Studio album by Blitzen Trapper
- Released: June 12, 2007
- Genre: Alternative country
- Length: 33:43
- Label: Sub Pop

Blitzen Trapper chronology
| Field Rexx (2004) | Wild Mountain Nation (2007) | Furr (2008) |

= Wild Mountain Nation =

Wild Mountain Nation is the third studio album by Blitzen Trapper. The album was honored as "Best New Music" by Pitchfork, receiving a rating of 8.5 out of 10.

Sub Pop Records describes the album as such:

From outerspace to down at the farm, campfire singalong to dystopic atonal deconstruction, Wild Mountain Nation presents a raucous and varied constellation of favorite souvenirs from the Trapper musical adventures. Brought forth in a spasm of creative mania, Nation is rough-hewn but lush, crackling (sometimes audibly) with a weird and lucid energy. The album was recorded and arranged by the band themselves, using a dizzying variety of techniques and media, including a secret process learned from friendly extraterrestrials. As always, though, the group’s trusty four-track was used to capture the “soul”, “essence”, or “kernel” of each song, which was then buried in a rich humus of articulation, embellishment, and attenuation, so that after the summer a nutritious, colorful variety of fresh music was drooping from the vine (so to speak). A rich harvest: dusty bones, sunrise, Philip K Dick, Guernica, barley wine, sycamore or doug fir, snowflake, Sally Mack’s School of Dance, Scooby-Doo, bigfoot.

▶ [Tasks to complete]
1) In the Wild Mountain Nation article, what rating did Pitchfork give the album?
2) List every album named in the Blitzen Trapper chronology of the Wild Mountain Nation article, with the year given for each.
3) Pick up the Wild Mountain Nation article after its last sentence and keep writing it.

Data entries
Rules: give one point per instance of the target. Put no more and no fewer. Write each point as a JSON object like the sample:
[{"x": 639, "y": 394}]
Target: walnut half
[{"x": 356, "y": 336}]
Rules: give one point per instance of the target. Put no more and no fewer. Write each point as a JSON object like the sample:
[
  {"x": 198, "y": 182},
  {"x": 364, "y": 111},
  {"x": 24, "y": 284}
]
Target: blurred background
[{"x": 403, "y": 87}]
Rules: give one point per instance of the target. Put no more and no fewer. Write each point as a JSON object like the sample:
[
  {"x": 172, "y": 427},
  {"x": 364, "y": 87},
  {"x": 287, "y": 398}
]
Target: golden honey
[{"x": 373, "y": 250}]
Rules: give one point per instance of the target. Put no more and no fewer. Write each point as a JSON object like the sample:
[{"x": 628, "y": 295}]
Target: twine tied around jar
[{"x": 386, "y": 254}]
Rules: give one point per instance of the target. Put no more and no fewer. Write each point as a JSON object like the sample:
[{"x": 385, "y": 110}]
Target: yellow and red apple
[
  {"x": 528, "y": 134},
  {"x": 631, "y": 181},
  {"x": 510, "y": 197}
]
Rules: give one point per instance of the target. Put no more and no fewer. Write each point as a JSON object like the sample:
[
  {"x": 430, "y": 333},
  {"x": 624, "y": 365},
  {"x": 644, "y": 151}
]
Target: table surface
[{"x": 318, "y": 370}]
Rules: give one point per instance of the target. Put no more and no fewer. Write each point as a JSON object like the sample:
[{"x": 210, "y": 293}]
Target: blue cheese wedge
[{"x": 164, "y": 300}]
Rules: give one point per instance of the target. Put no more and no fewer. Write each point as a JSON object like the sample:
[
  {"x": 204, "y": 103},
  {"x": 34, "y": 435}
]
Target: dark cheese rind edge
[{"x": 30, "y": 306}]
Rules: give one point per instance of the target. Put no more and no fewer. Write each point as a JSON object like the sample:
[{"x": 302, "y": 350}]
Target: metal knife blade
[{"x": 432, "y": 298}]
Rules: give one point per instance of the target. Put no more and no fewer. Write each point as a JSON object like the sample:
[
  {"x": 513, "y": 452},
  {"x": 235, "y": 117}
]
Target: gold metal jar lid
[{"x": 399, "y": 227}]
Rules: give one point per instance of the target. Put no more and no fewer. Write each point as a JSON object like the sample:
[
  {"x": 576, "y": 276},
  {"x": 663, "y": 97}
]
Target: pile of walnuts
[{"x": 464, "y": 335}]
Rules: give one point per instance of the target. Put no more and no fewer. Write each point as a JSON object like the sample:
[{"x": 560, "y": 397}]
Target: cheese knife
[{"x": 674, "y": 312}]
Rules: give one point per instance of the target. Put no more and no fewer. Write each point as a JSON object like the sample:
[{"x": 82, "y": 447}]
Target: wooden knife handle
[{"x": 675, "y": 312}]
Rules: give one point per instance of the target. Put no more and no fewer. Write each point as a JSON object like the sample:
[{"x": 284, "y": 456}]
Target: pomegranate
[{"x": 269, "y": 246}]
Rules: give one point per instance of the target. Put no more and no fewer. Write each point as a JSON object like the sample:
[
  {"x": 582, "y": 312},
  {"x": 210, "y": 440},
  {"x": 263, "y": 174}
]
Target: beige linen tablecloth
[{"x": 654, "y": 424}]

▶ [Outputs]
1) 8.5 out of 10

2) Field Rexx (2004), Wild Mountain Nation (2007), Furr (2008)

3)
Professional ratings
Aggregate scores
| Source | Rating |
| Metacritic | 82/100 |
Review scores
| Source | Rating |
| AllMusic |  |
| Christgau’s Consumer Guide | A− |
| Cokemachineglow | 81% |
| Drowned in Sound | 8/10 |
| The Guardian |  |
| The Line of Best Fit | 90% |
| musicOMH |  |
| Pitchfork Media | 8.5/10 |
| PopMatters | 7/10 |
| Tom Hull | B |

==Track listing==
All songs written by Eric Earley.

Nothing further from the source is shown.